WORK REQUIRED:
Below are records; transcribe only the line with "Locate every instance of the blue military" and those after it, through the last line, without any change.

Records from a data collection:
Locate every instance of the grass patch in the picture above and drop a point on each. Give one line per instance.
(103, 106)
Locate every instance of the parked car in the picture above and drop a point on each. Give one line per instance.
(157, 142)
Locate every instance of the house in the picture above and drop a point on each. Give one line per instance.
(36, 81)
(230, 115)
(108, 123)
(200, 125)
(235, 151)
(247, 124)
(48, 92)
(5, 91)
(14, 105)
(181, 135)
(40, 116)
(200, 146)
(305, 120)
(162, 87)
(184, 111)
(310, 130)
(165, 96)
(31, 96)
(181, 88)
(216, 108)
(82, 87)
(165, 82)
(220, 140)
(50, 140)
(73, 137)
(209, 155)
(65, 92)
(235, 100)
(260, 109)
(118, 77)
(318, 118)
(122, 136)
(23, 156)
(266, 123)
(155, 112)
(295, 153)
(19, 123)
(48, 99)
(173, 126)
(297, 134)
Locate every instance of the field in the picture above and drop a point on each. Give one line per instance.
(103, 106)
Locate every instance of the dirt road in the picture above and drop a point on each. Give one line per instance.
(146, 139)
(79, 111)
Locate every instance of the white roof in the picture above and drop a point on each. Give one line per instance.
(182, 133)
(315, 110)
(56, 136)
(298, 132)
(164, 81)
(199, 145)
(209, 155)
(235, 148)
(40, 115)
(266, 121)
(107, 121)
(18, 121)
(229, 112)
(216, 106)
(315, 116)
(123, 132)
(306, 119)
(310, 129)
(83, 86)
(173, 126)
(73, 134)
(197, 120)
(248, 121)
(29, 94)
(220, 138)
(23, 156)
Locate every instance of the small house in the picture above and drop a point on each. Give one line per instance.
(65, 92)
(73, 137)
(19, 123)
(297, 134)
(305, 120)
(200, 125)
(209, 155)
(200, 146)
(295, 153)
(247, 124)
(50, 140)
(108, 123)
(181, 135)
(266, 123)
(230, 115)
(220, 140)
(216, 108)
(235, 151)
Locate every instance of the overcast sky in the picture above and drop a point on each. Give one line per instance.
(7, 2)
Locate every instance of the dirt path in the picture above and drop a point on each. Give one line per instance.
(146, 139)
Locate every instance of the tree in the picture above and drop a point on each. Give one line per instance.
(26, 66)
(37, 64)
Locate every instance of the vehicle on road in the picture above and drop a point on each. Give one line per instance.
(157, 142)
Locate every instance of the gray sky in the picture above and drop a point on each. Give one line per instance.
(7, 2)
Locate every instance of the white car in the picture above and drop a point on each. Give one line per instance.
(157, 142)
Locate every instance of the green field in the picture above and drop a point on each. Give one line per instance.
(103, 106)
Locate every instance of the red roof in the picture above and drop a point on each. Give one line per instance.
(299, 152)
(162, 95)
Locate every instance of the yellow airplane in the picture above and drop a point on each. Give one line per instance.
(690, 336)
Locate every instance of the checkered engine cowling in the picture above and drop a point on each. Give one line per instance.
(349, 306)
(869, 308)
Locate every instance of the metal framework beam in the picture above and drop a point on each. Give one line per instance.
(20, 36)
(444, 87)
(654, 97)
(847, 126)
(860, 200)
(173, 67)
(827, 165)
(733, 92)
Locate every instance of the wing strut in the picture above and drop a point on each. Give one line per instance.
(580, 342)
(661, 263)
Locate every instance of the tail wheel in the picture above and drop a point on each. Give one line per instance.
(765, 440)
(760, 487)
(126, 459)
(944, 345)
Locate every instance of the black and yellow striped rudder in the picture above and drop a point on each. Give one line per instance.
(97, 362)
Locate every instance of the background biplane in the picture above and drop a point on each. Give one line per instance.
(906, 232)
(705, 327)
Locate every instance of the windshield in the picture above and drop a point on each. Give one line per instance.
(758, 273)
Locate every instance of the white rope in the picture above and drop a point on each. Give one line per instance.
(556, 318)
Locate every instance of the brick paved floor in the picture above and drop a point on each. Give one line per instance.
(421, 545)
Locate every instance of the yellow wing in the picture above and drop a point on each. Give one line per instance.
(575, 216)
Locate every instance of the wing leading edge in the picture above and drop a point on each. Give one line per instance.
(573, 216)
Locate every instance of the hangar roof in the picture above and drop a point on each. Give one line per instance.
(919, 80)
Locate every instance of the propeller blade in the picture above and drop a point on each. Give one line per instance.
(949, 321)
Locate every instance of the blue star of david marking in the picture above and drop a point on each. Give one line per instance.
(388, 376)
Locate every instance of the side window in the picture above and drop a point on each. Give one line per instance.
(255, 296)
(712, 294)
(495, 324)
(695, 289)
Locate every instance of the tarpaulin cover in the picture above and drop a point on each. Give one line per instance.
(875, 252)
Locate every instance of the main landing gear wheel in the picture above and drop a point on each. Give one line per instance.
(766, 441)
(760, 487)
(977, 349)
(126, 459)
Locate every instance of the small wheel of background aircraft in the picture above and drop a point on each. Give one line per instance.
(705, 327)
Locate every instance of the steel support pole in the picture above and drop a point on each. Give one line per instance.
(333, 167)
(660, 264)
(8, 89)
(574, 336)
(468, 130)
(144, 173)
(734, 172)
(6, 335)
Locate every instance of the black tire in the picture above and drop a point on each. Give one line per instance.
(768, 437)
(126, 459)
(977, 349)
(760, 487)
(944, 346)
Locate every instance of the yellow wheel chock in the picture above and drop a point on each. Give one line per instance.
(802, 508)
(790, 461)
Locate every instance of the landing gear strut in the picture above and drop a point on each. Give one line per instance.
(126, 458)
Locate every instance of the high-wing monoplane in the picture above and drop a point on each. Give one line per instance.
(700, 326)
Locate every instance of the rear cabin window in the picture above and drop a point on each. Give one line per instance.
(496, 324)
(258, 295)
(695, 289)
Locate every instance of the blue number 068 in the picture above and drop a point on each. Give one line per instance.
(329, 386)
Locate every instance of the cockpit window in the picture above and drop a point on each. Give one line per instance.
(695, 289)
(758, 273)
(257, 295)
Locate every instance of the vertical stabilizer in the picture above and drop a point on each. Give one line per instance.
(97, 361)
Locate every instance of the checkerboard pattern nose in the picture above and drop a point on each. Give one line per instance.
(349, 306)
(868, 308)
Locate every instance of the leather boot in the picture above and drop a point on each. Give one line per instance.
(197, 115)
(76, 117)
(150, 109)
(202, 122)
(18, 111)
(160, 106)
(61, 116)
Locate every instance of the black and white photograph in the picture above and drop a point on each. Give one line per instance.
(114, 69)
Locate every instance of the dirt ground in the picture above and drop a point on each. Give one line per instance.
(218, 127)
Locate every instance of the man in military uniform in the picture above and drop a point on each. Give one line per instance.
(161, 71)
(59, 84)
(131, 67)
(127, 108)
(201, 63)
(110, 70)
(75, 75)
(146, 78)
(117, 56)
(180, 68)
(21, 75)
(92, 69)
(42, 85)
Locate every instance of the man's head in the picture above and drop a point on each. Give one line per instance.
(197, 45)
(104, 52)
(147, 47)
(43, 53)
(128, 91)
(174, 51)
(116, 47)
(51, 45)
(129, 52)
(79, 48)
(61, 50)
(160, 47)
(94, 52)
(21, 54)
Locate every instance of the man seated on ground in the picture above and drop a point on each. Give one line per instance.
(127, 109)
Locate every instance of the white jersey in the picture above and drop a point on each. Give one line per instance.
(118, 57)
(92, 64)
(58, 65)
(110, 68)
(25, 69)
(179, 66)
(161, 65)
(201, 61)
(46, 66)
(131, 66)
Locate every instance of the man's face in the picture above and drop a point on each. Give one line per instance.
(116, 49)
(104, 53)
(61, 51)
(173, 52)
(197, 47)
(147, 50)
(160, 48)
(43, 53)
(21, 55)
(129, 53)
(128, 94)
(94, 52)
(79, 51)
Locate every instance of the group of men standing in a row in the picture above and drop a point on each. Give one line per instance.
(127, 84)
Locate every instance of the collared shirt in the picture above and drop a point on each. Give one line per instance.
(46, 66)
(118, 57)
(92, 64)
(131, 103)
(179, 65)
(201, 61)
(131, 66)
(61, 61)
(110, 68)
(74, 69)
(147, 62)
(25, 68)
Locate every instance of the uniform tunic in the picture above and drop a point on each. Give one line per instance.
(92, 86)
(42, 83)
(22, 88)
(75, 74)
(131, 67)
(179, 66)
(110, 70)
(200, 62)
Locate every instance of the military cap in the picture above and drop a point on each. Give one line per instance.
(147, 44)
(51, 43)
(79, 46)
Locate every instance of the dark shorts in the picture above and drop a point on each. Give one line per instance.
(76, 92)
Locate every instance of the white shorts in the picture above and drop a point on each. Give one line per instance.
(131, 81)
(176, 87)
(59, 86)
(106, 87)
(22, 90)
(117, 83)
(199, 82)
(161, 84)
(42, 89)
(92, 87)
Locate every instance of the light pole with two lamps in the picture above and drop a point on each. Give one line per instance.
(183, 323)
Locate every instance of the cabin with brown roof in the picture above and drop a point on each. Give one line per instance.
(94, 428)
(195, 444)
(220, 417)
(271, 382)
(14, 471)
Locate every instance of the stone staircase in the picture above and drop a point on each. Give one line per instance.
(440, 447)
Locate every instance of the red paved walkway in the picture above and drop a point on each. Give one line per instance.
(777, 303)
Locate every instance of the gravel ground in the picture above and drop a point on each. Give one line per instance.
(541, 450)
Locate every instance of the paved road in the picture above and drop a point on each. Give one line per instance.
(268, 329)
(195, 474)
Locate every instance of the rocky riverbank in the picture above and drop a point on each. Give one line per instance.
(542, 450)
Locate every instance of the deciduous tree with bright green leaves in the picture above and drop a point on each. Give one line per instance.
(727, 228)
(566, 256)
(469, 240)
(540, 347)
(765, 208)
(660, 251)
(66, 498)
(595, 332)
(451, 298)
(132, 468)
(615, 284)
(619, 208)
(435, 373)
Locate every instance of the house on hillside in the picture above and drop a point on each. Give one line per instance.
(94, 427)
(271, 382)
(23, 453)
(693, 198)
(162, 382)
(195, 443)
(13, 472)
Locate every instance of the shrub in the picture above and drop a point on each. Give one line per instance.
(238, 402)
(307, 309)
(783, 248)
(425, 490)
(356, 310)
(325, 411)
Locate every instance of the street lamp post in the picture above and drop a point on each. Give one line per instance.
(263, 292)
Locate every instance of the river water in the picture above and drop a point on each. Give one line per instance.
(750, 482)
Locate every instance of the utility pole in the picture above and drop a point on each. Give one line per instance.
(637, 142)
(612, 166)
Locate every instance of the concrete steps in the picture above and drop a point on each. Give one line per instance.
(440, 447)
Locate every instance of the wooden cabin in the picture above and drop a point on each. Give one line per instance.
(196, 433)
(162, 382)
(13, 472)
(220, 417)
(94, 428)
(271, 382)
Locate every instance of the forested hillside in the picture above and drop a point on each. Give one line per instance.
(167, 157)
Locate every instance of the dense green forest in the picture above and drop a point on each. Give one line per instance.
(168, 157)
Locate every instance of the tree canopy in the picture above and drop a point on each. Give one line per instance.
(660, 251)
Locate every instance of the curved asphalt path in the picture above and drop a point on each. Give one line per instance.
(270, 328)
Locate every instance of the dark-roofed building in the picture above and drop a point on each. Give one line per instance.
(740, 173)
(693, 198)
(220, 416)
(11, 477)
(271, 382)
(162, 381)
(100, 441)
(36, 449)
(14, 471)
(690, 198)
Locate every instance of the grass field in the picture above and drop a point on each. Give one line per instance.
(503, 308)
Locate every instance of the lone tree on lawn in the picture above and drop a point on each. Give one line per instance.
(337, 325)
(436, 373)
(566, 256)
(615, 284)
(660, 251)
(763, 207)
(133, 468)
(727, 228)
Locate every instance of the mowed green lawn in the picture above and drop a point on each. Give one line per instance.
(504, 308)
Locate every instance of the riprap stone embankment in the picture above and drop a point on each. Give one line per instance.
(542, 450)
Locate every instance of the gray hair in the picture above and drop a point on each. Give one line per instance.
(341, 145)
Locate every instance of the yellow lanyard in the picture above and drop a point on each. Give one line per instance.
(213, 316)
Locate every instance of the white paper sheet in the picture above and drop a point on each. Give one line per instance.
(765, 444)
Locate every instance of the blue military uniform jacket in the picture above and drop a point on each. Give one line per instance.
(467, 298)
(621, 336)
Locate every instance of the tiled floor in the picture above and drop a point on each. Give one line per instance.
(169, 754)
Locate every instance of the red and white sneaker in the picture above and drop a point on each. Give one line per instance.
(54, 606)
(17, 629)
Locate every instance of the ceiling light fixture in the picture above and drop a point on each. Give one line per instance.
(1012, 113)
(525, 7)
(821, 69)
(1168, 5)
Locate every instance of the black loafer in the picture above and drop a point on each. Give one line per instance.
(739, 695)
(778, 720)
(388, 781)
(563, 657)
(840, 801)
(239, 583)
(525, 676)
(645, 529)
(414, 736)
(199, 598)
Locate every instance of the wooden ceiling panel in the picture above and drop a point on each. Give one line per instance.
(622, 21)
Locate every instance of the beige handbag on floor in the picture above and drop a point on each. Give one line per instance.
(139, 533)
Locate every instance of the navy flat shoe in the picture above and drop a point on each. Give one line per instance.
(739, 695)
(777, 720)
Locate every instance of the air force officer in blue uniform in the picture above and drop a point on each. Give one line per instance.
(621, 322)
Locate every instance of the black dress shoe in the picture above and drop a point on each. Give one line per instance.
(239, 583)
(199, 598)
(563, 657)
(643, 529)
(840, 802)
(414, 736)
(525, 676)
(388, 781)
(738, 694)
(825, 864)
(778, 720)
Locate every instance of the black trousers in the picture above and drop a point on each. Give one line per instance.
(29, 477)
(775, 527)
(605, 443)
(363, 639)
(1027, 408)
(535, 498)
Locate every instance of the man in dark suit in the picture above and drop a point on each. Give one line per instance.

RESPONSE BELOW:
Locate every instance of the blue military uniform jacket in the picture above and drop a point on each. Give one line per instance.
(467, 298)
(621, 336)
Locate every instance of the tiled floor in the picture above and drop a point on each. Give one line per instance.
(169, 754)
Locate every instance of the red and white sneaker in the picture above and drop a point on each. Give one line per instance.
(54, 606)
(17, 629)
Locate every instance of the ceiling light fixture in the picture above and drop a point on each. Give one line per instance.
(1012, 113)
(525, 7)
(821, 69)
(1168, 5)
Locate every instance of the black loafer in the picture above and drop a point on each. Give one line per instance.
(739, 695)
(778, 720)
(388, 781)
(563, 657)
(840, 801)
(239, 583)
(525, 676)
(645, 529)
(414, 736)
(199, 598)
Locate every instance of the wooden ceiling panel in the picture above and drop a point on each. Give one line per instance.
(622, 21)
Locate every instance of the beige handbag on floor in the picture above and drop a point on each. Give one line per instance.
(139, 533)
Locate every instance of the navy flat shoe in the picture above and drop a point on each. Give one line per instance.
(739, 695)
(777, 720)
Locate every instance of the air force officer in blue uniform in the picture above and drop a point on each. Give one line per instance.
(621, 322)
Locate every instance of the black dress shoe in the picture above and drop a point on each. Give one line per instance.
(239, 583)
(199, 598)
(563, 657)
(643, 529)
(840, 802)
(414, 736)
(525, 676)
(388, 781)
(738, 694)
(825, 864)
(778, 720)
Locate every instance of the black trousers in the picture above and drop a point on each. Give one line per instance.
(29, 477)
(775, 527)
(605, 443)
(363, 639)
(1027, 408)
(535, 498)
Locate every instance of the man in dark suit in the picture above and drop a point on each. Give one line per instance.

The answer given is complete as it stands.